REQUIREMENTS:
Lay out the stretch from the line containing "Could you kindly segment every instance of the groomed" through the line containing "614L146 818L1125 816L1421" as a Markdown table with the columns Row and Line, one numbered row per line and blank lines left out.

SOURCE MATERIAL:
## Start

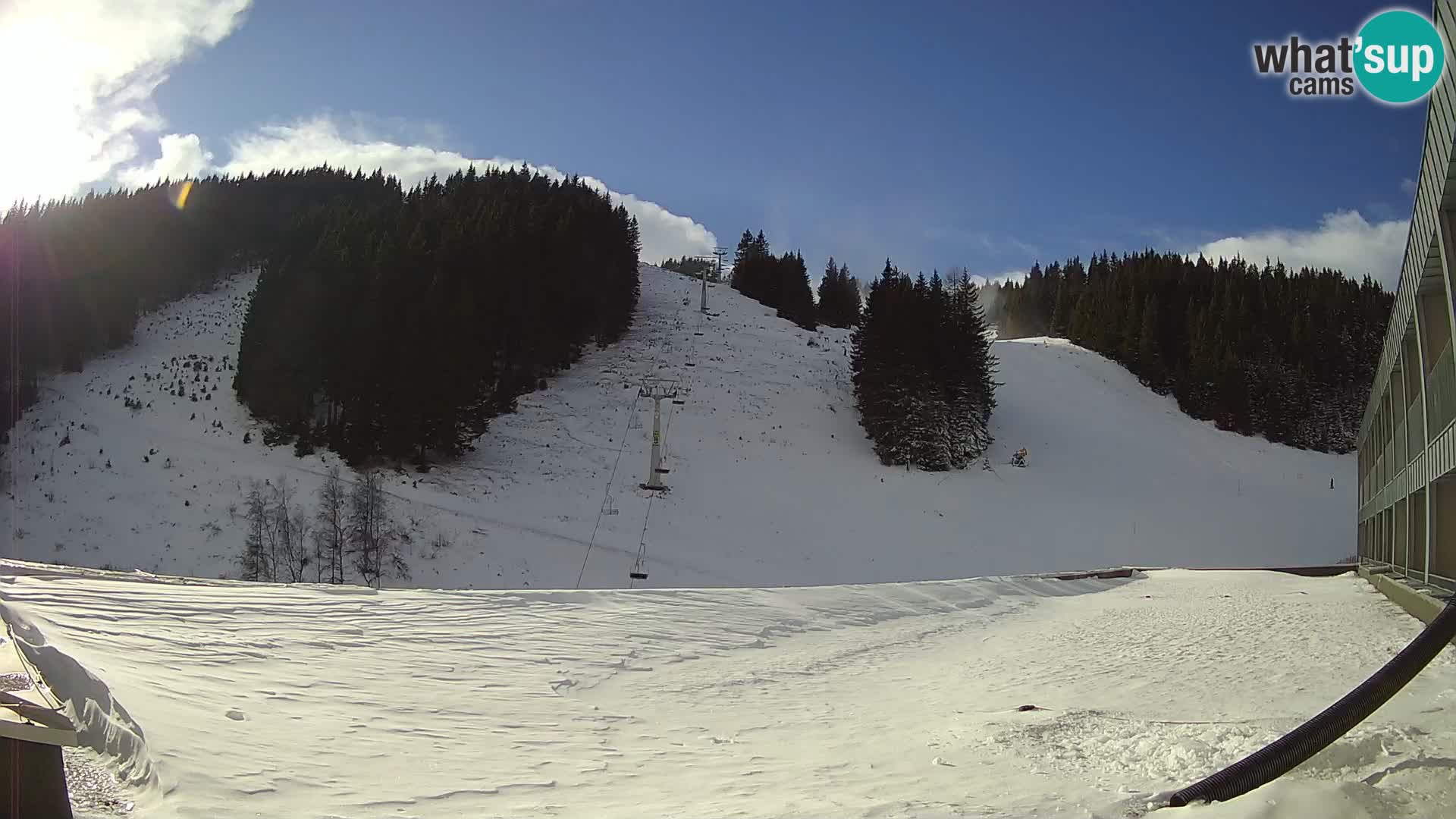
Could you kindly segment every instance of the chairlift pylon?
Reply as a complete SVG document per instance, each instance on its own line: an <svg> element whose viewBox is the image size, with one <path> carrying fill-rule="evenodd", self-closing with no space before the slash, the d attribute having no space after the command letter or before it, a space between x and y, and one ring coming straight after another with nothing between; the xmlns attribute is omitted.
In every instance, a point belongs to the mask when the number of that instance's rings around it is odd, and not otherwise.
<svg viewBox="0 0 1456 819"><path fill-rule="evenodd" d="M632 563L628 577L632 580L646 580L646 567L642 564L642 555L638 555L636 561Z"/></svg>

## End
## Start

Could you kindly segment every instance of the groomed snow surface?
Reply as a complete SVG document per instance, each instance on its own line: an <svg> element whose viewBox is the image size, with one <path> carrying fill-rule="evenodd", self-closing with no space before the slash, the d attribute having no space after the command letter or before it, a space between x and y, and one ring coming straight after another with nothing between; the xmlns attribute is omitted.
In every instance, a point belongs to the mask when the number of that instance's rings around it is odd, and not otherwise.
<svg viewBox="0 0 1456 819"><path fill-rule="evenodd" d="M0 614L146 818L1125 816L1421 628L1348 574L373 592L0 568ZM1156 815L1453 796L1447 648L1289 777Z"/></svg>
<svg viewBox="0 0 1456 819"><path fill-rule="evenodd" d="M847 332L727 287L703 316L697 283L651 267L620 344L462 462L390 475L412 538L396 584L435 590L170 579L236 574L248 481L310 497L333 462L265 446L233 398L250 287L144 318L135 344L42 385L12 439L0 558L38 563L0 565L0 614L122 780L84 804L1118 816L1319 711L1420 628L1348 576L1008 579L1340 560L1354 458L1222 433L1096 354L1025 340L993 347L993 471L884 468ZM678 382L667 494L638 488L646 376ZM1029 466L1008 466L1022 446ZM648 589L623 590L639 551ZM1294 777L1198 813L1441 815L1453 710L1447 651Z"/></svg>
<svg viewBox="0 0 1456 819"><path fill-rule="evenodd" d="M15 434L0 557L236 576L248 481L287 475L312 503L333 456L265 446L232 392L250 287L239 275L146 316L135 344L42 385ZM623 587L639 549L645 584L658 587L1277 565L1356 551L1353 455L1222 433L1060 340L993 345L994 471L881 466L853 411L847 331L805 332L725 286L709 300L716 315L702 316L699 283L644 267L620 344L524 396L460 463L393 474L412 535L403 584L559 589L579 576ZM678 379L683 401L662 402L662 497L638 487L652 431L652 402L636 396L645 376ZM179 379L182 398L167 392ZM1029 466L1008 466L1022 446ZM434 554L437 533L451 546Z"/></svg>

## End

SOLUTION BELOW:
| Row | Line |
|---|---|
| 1 | Could you kindly segment every instance of the groomed snow surface? |
| 2 | Reply as a complete SVG document per instance, each instance on its own line: an <svg> element whose viewBox is the image size, with one <path> carrying fill-rule="evenodd", self-closing with no space before the slash, the d attribute having no space after the command letter or before it, a space between x and y, and one ring coming straight after another with nothing between; the xmlns attribute is omitted. |
| 3 | In every instance, a point belongs to the mask when the number of that instance's rings around it is odd, and not otherwise. |
| 4 | <svg viewBox="0 0 1456 819"><path fill-rule="evenodd" d="M0 614L146 818L1125 816L1421 628L1348 574L373 592L0 568ZM1156 815L1453 796L1447 648L1289 777Z"/></svg> |